### Dataset
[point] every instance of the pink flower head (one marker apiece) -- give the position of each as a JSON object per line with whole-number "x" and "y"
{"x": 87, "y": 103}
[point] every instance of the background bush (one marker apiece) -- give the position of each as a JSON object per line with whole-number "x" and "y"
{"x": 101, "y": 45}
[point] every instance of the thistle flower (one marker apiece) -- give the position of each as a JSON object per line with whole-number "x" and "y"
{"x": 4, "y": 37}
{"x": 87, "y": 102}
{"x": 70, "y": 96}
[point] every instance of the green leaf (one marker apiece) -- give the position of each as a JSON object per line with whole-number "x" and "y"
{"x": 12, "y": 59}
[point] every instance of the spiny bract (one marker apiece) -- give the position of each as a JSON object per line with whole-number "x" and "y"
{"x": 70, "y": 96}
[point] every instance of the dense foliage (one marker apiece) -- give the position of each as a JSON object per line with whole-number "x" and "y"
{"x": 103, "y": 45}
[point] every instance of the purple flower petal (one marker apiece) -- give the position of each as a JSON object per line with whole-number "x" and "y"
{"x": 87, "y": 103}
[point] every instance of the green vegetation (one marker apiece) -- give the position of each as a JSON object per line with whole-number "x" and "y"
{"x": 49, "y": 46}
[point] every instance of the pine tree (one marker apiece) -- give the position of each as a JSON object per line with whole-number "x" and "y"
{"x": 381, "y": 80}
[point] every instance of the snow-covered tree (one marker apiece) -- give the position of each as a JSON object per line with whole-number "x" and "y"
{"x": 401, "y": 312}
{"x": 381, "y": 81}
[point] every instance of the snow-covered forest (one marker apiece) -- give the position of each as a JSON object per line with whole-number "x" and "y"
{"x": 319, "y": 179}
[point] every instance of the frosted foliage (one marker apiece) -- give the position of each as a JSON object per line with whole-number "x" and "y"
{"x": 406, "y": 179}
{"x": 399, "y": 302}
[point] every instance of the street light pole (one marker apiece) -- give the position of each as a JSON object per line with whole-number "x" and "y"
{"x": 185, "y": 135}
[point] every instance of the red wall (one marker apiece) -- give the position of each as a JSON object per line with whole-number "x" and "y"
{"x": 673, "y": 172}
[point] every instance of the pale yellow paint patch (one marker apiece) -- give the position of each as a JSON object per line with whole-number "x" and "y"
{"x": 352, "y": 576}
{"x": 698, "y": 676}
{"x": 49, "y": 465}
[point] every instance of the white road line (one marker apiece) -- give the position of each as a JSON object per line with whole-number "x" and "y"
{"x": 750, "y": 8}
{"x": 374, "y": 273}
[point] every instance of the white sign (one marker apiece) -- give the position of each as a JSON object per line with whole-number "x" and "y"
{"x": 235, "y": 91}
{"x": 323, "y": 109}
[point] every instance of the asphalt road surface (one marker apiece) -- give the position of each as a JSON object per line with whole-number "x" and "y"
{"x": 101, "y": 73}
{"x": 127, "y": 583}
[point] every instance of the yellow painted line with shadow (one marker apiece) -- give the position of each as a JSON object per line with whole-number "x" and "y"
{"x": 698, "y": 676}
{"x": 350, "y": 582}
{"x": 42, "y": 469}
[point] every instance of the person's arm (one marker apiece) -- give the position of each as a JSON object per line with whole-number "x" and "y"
######
What the exercise asks: Each line of the data should be reproduced exactly as it appears.

Response to this exercise:
[point] every instance of the pink flower head (one marker apiece) -- give the position of each as a JSON object per line with whole-number "x" and "y"
{"x": 87, "y": 103}
[point] every instance of the background bush (one marker apiece) -- give the position of each as a JSON object per line with whole-number "x" and "y"
{"x": 101, "y": 45}
[point] every instance of the thistle flower (one marker apiece) -- give the position of each as a JSON object per line with whole-number "x" and "y"
{"x": 4, "y": 37}
{"x": 87, "y": 102}
{"x": 70, "y": 96}
[point] every instance of the green leaf (one marker apiece) -- give the position of each as a JSON object per line with whole-number "x" and "y"
{"x": 12, "y": 59}
[point] every instance of the spiny bract (one marker apiece) -- give the position of each as a JSON object per line with whole-number "x" and "y"
{"x": 70, "y": 96}
[point] every instance of the dense foliage (one marker apiece) -- give the position of each as a JSON object per line with whole-number "x" and "y"
{"x": 103, "y": 45}
[point] every instance of the purple flower petal (one marker apiece) -- give the position of each as a JSON object per line with whole-number "x" and "y"
{"x": 87, "y": 103}
[point] every instance of the green vegetation (one marker apiece) -- give the position of each as a JSON object per line with whole-number "x" and "y"
{"x": 49, "y": 46}
[point] every instance of the pine tree (one marker apiece) -- give the position of each as a JSON object per line with whole-number "x" and "y"
{"x": 381, "y": 80}
[point] every instance of the snow-covered tree (one marker apiece) -- give the position of each as a JSON object per line with whole-number "x" and "y"
{"x": 401, "y": 312}
{"x": 381, "y": 81}
[point] every instance of the snow-covered forest (one marker apiece) -- give the position of each as a JSON object per line with whole-number "x" and "y"
{"x": 319, "y": 179}
[point] every instance of the frosted foliage (one marker apiece) -- give the position of each as a JSON object per line with whole-number "x" and "y"
{"x": 406, "y": 179}
{"x": 399, "y": 302}
[point] every instance of the street light pole (one marker apiece) -- give the position of each as a JSON object per line with whole-number "x" and "y"
{"x": 185, "y": 135}
[point] every instance of the red wall (one marker apiece) -- give the position of each as a JSON object per line with whole-number "x" and "y"
{"x": 673, "y": 172}
[point] every instance of the pale yellow paint patch (one marker apiece) -- give the position of each as a JSON object per line with whole-number "x" and "y"
{"x": 352, "y": 576}
{"x": 698, "y": 676}
{"x": 49, "y": 465}
[point] every instance of the white road line (one marker apiece) -- give the position of each as a JSON object per line with whole-number "x" and "y"
{"x": 750, "y": 8}
{"x": 374, "y": 273}
[point] every instance of the white sign (one marker apiece) -- give the position of each as a JSON object per line with whole-number "x" and "y"
{"x": 235, "y": 91}
{"x": 323, "y": 109}
[point] every instance of the asphalt road surface (one marker apiece) -- give the position of each as a JSON object per line with whole-number "x" and "y"
{"x": 101, "y": 73}
{"x": 127, "y": 583}
[point] every instance of the yellow painted line with shadow (one marker apiece) -- give the position of each as a JSON object per line with whole-number "x" and "y"
{"x": 698, "y": 676}
{"x": 350, "y": 582}
{"x": 42, "y": 469}
[point] every instance of the person's arm (one marker apiece) -- give the position of each as a JSON object per line with whole-number "x" and "y"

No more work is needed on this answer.